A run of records

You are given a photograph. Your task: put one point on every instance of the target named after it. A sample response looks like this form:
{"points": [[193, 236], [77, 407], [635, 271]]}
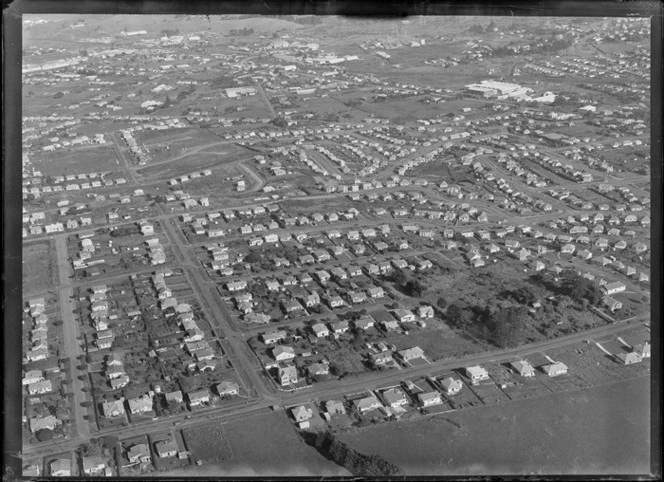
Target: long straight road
{"points": [[71, 333], [337, 389], [266, 99], [210, 304]]}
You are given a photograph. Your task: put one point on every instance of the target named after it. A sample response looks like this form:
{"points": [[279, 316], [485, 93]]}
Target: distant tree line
{"points": [[243, 32]]}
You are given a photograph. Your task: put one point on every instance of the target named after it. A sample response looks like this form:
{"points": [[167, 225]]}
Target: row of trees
{"points": [[356, 463], [409, 285]]}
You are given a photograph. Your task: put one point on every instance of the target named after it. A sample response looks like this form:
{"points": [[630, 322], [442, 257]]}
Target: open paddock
{"points": [[489, 393], [39, 271], [527, 388], [190, 161], [207, 442], [74, 160]]}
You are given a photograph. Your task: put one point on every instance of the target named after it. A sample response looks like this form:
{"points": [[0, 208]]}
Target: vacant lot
{"points": [[195, 160], [437, 340], [75, 160], [207, 442], [605, 430], [266, 444], [38, 269]]}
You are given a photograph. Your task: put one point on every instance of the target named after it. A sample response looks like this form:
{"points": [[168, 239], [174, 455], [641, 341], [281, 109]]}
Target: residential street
{"points": [[71, 332]]}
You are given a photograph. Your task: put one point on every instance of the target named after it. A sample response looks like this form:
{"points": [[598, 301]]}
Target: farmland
{"points": [[39, 271], [280, 451], [76, 160], [535, 436]]}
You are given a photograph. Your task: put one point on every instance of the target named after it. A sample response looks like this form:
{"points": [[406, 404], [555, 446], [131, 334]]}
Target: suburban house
{"points": [[166, 448], [395, 397], [523, 368], [281, 353], [60, 468], [451, 385], [39, 423], [139, 453], [320, 330], [476, 374], [339, 326], [367, 403], [301, 413], [425, 312], [611, 303], [615, 287], [364, 322], [316, 369], [227, 388], [273, 337], [334, 407], [381, 359], [114, 408], [429, 399], [93, 465], [629, 358], [287, 375], [198, 397], [376, 292], [411, 353], [555, 369], [175, 396], [236, 285], [404, 315], [140, 404]]}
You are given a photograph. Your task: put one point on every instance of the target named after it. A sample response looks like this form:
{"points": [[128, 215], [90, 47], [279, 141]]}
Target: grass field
{"points": [[437, 341], [196, 161], [38, 269], [266, 445], [604, 430], [207, 442], [76, 160]]}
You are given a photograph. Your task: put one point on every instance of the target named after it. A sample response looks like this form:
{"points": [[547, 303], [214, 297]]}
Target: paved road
{"points": [[71, 332], [215, 314], [336, 389]]}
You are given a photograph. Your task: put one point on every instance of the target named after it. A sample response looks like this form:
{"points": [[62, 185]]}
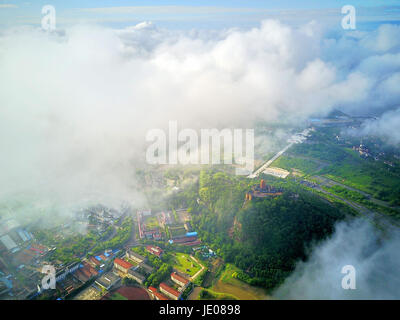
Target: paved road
{"points": [[268, 163]]}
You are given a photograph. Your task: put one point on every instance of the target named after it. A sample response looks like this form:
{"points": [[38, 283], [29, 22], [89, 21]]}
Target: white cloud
{"points": [[75, 108]]}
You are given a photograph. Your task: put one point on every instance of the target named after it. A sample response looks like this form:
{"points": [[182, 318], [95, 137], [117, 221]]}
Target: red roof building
{"points": [[169, 292], [94, 261], [156, 294]]}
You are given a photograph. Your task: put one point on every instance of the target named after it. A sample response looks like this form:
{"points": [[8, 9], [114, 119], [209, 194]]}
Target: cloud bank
{"points": [[76, 105], [375, 257]]}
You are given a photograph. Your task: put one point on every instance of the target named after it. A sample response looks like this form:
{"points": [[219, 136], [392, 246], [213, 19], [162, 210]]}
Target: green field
{"points": [[227, 284], [176, 231], [185, 264], [289, 163], [117, 296]]}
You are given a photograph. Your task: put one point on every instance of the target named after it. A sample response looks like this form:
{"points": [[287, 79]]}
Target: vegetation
{"points": [[207, 294], [274, 233]]}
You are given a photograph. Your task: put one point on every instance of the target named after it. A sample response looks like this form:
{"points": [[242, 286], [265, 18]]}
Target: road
{"points": [[268, 163], [198, 272]]}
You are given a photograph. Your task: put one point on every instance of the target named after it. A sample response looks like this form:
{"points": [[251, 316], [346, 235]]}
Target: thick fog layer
{"points": [[75, 105]]}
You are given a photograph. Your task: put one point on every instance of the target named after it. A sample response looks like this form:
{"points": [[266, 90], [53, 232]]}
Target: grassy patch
{"points": [[117, 296], [185, 264]]}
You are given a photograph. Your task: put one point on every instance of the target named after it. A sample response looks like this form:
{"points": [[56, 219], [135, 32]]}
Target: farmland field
{"points": [[185, 264]]}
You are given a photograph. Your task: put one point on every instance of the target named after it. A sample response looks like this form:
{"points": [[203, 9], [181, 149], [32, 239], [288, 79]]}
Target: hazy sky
{"points": [[197, 14]]}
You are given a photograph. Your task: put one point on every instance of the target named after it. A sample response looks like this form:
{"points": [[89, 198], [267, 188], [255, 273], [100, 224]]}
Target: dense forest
{"points": [[263, 237]]}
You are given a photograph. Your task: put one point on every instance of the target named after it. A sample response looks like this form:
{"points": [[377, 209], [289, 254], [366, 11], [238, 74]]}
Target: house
{"points": [[157, 251], [108, 281], [156, 295], [169, 292], [179, 280], [136, 276], [135, 257], [122, 265]]}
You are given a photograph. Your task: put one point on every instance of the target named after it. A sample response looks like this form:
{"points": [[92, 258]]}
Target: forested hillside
{"points": [[263, 237]]}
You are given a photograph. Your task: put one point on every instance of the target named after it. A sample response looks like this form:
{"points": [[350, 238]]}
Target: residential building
{"points": [[156, 295], [157, 251], [169, 292], [135, 257], [122, 265]]}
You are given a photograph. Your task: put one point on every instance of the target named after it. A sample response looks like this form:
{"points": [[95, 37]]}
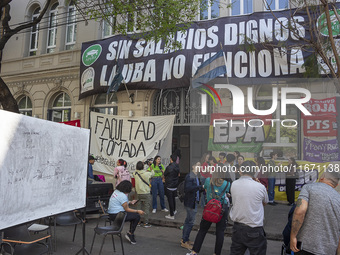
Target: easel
{"points": [[83, 248]]}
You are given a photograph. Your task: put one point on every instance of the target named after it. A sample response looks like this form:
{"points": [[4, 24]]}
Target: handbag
{"points": [[143, 179], [213, 210]]}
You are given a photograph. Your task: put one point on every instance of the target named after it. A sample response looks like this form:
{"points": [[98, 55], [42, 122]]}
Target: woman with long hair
{"points": [[219, 187], [119, 202], [120, 172], [291, 180], [157, 186], [261, 176]]}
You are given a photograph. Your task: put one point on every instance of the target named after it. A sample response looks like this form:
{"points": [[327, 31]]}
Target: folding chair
{"points": [[114, 229]]}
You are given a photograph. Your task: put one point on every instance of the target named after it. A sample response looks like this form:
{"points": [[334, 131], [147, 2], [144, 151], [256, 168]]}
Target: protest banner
{"points": [[132, 139]]}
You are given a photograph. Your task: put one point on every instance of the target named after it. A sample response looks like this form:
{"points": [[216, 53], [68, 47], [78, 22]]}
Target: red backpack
{"points": [[213, 210]]}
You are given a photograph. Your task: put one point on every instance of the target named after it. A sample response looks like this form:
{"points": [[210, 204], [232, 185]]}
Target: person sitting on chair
{"points": [[119, 202]]}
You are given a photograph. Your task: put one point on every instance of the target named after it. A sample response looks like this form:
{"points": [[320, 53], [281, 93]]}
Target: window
{"points": [[239, 7], [186, 107], [25, 106], [71, 27], [52, 29], [106, 104], [283, 140], [34, 34], [209, 9], [61, 108], [276, 4]]}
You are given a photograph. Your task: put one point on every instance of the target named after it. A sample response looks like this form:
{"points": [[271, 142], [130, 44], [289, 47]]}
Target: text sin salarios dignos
{"points": [[240, 63]]}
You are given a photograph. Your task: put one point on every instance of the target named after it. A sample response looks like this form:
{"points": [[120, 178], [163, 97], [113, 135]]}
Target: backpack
{"points": [[213, 210], [180, 191]]}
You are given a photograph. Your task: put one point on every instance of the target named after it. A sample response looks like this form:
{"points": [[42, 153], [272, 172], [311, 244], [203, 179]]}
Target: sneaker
{"points": [[170, 217], [130, 238], [146, 225], [186, 245]]}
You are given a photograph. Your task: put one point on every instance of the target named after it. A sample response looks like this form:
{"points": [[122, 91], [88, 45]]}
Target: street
{"points": [[150, 241]]}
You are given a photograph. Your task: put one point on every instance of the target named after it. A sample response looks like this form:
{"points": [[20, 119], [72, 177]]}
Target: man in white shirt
{"points": [[247, 212]]}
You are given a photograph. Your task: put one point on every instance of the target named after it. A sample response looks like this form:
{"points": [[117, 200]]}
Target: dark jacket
{"points": [[190, 190], [171, 175]]}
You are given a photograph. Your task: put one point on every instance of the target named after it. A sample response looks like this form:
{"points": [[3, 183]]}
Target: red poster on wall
{"points": [[320, 125], [321, 106]]}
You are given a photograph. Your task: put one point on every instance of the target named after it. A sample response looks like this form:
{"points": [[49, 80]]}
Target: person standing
{"points": [[90, 176], [171, 175], [142, 182], [220, 188], [249, 197], [119, 202], [157, 186], [120, 172], [236, 154], [271, 178], [316, 218], [291, 180], [192, 188], [205, 166]]}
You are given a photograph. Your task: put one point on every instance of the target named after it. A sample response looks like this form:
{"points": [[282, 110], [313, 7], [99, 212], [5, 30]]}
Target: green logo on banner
{"points": [[322, 24], [91, 54]]}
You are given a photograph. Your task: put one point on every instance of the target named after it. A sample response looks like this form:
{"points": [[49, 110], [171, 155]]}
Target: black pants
{"points": [[171, 195], [204, 227], [245, 237], [303, 253], [134, 218], [290, 189]]}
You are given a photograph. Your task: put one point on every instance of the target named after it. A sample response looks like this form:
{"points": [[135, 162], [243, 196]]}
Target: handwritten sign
{"points": [[132, 139]]}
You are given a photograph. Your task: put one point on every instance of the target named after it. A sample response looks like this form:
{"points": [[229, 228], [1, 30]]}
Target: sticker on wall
{"points": [[91, 54], [87, 80]]}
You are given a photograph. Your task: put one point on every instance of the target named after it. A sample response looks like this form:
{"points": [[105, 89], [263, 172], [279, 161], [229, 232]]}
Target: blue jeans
{"points": [[271, 187], [189, 222], [245, 237], [157, 187]]}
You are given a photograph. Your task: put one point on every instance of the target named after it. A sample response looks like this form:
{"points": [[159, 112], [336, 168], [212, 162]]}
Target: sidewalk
{"points": [[276, 218]]}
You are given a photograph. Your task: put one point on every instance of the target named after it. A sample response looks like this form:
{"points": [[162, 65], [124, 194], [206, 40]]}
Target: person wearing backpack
{"points": [[192, 188], [171, 175], [142, 182], [120, 172], [216, 189], [247, 213]]}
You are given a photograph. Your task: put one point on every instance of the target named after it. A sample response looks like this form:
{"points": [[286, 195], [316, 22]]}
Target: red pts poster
{"points": [[320, 125], [321, 106]]}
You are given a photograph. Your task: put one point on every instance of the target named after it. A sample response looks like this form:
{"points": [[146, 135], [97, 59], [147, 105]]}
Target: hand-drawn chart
{"points": [[43, 168]]}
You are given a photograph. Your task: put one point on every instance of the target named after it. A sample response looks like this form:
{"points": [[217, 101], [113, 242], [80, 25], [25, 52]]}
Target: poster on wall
{"points": [[244, 133], [321, 106], [132, 139], [153, 65], [320, 125], [321, 151]]}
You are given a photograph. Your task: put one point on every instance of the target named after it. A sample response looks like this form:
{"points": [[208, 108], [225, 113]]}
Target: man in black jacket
{"points": [[192, 188], [171, 175]]}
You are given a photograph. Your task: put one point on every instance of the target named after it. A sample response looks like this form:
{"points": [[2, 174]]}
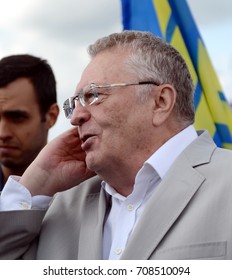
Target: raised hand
{"points": [[58, 167]]}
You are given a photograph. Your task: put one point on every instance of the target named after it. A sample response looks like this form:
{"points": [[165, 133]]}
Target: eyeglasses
{"points": [[89, 95]]}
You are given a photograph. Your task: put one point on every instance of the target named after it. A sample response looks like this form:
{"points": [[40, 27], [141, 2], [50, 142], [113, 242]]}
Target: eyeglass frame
{"points": [[69, 104]]}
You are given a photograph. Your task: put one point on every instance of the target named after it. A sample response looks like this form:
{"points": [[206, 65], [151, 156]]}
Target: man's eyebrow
{"points": [[16, 113]]}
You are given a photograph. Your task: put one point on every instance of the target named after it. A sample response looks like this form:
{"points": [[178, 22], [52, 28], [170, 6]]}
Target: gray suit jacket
{"points": [[189, 216]]}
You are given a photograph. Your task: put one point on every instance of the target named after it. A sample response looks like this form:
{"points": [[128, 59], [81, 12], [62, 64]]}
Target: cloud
{"points": [[60, 31], [208, 12]]}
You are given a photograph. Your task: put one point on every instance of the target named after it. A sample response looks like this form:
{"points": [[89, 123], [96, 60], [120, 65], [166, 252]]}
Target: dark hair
{"points": [[37, 70]]}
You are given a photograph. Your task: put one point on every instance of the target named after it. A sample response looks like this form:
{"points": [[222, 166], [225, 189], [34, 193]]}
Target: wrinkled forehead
{"points": [[106, 67]]}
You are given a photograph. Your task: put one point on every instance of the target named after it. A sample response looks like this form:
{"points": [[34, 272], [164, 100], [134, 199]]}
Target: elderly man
{"points": [[132, 179]]}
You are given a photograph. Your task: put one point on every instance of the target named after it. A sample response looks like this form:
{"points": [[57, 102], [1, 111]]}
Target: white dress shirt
{"points": [[125, 211]]}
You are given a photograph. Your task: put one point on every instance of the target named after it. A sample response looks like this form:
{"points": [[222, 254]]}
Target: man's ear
{"points": [[52, 115], [164, 101]]}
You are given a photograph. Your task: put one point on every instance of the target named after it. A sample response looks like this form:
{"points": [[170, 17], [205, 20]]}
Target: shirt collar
{"points": [[155, 167], [165, 156]]}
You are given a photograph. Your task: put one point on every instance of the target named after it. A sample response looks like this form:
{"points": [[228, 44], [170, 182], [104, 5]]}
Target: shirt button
{"points": [[118, 251], [130, 207], [24, 205]]}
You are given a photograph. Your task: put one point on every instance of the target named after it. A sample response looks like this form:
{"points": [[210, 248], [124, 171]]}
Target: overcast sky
{"points": [[60, 31]]}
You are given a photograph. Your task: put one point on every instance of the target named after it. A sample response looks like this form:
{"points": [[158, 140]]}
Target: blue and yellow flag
{"points": [[173, 21]]}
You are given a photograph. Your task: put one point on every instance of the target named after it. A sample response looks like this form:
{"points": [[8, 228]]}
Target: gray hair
{"points": [[151, 58]]}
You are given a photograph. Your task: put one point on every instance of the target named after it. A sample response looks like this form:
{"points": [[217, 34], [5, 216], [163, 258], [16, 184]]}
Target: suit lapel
{"points": [[90, 241], [168, 202]]}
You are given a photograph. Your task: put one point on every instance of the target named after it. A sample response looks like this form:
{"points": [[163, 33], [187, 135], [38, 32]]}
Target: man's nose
{"points": [[80, 115], [5, 130]]}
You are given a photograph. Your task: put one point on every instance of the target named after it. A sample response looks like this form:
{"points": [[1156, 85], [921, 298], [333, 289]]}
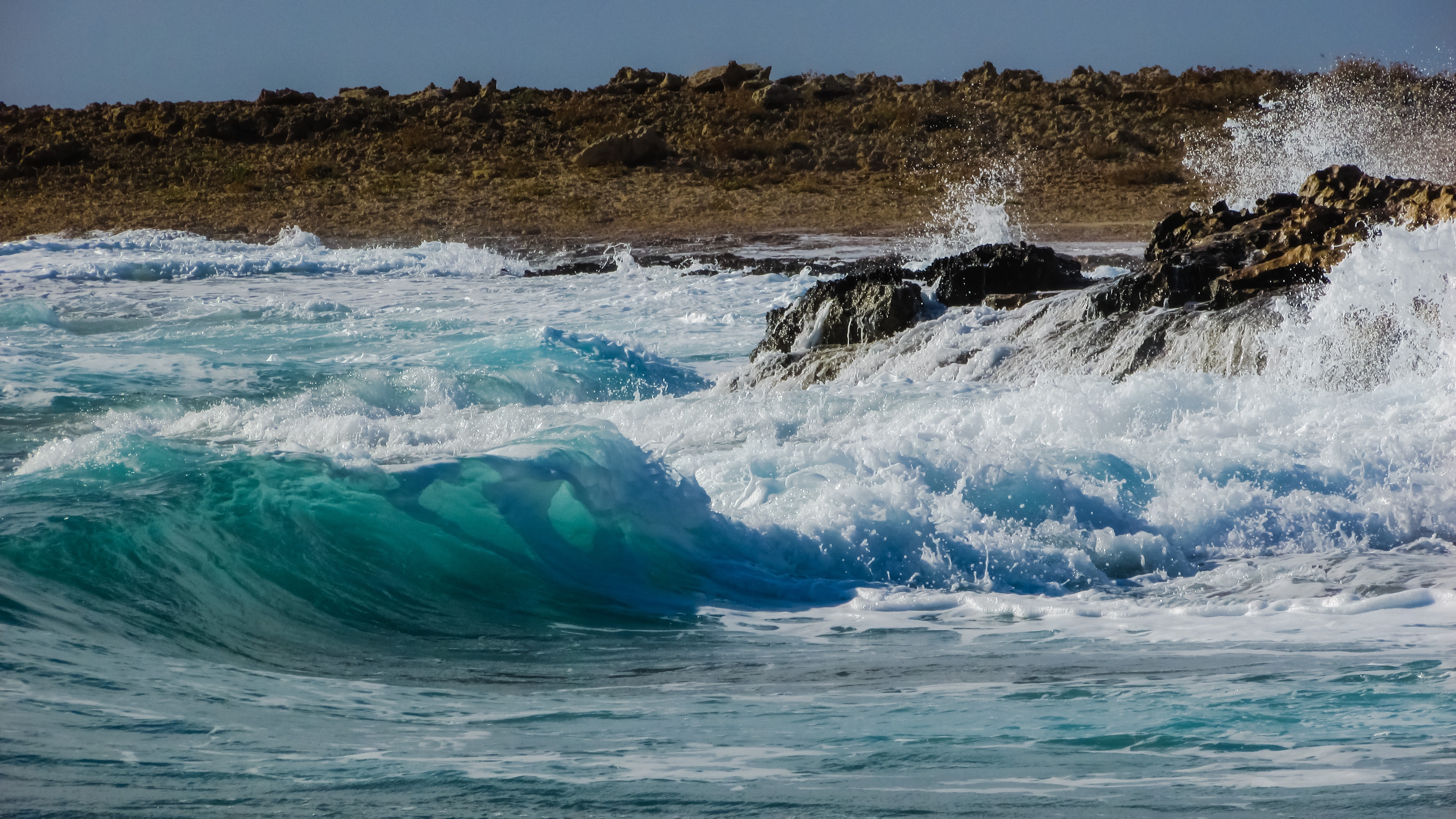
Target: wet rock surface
{"points": [[1225, 257], [969, 279], [860, 308], [1216, 270]]}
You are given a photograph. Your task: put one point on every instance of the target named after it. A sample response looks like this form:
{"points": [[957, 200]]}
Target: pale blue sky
{"points": [[69, 53]]}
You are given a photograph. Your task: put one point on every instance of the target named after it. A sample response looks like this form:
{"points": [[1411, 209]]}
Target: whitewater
{"points": [[295, 530]]}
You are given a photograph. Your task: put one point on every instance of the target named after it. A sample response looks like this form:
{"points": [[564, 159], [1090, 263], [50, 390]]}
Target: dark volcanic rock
{"points": [[864, 306], [54, 154], [644, 145], [465, 89], [286, 97], [970, 277], [1225, 257]]}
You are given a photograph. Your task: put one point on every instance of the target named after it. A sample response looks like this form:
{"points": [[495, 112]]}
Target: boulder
{"points": [[635, 81], [643, 145], [727, 78], [1133, 141], [983, 76], [286, 97], [360, 92], [430, 94], [1024, 79], [860, 308], [1002, 270], [53, 154], [826, 87], [778, 95], [465, 89], [1225, 257]]}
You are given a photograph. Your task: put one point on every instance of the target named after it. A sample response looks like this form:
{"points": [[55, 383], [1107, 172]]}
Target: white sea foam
{"points": [[972, 213], [1333, 120], [976, 451]]}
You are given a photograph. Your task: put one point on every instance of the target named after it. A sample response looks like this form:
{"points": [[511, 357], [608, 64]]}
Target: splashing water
{"points": [[1384, 126], [973, 213]]}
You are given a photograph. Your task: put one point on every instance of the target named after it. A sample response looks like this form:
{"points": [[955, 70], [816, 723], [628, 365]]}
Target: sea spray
{"points": [[1388, 122]]}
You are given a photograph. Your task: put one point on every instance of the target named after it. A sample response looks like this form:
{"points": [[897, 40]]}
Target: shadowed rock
{"points": [[286, 97], [644, 145], [970, 277], [1225, 257], [860, 308]]}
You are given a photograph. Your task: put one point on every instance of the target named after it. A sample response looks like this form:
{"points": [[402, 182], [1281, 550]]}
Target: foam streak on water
{"points": [[309, 531]]}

Your objective
Locate each line in the records that contains the string "building", and copy those lines.

Correct result
Target: red roof building
Target: residential building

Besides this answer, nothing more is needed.